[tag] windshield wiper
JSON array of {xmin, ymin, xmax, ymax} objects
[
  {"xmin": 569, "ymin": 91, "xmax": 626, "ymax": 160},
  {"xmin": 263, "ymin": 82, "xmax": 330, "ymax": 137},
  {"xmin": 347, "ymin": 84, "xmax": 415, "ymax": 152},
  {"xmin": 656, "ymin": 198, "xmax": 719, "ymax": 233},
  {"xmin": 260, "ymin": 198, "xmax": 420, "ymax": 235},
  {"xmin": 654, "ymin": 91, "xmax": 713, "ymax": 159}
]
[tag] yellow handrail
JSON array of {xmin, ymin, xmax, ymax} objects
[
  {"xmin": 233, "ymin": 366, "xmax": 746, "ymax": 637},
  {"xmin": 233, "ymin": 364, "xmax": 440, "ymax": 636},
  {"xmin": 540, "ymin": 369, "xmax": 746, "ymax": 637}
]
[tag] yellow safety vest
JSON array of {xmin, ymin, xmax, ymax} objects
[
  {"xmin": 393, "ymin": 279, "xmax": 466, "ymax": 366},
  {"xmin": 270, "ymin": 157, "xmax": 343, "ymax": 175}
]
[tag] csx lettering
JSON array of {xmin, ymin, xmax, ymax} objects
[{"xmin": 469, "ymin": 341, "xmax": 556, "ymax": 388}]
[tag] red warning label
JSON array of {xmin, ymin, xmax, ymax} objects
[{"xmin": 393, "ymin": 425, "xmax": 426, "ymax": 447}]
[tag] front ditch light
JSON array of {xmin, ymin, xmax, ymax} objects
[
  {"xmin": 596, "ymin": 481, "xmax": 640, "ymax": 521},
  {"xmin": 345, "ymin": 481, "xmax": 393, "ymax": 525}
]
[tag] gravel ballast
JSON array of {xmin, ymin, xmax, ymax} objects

++++++

> [GIVEN TASK] Rescale all the rows above by repeating every line, tag and format lines included. Multiply each xmin, ymin, xmax and ymax coordinate in the answers by 2.35 and round to whole numbers, with halves rounded up.

> [TASK SOLUTION]
[tag] windshield wiper
JSON array of {xmin, ymin, xmax, ymax} objects
[
  {"xmin": 1337, "ymin": 214, "xmax": 1471, "ymax": 376},
  {"xmin": 618, "ymin": 193, "xmax": 776, "ymax": 322},
  {"xmin": 815, "ymin": 197, "xmax": 975, "ymax": 357},
  {"xmin": 1542, "ymin": 465, "xmax": 1690, "ymax": 548},
  {"xmin": 611, "ymin": 465, "xmax": 987, "ymax": 552},
  {"xmin": 1537, "ymin": 214, "xmax": 1676, "ymax": 374}
]
[tag] yellow handrail
JSON array of {xmin, ymin, xmax, ymax} objects
[
  {"xmin": 548, "ymin": 860, "xmax": 1753, "ymax": 1497},
  {"xmin": 548, "ymin": 855, "xmax": 1034, "ymax": 1495},
  {"xmin": 1269, "ymin": 867, "xmax": 1753, "ymax": 1497}
]
[tag] yellow safety vest
JSON array of {xmin, ymin, xmax, ymax} objects
[
  {"xmin": 924, "ymin": 656, "xmax": 1095, "ymax": 860},
  {"xmin": 635, "ymin": 369, "xmax": 806, "ymax": 411}
]
[tag] csx lettering
JSON array of {xmin, ymin, xmax, ymax} objects
[{"xmin": 1102, "ymin": 801, "xmax": 1307, "ymax": 912}]
[tag] red warning label
JSON array of {xmin, ymin, xmax, ymax} objects
[{"xmin": 924, "ymin": 999, "xmax": 1001, "ymax": 1050}]
[tag] front ditch light
JSON array of {xmin, ymin, xmax, ymax} objects
[
  {"xmin": 1401, "ymin": 1130, "xmax": 1504, "ymax": 1224},
  {"xmin": 811, "ymin": 1130, "xmax": 924, "ymax": 1234}
]
[tag] gravel ballast
JSON array of {xmin, ymin, xmax, ymax} objects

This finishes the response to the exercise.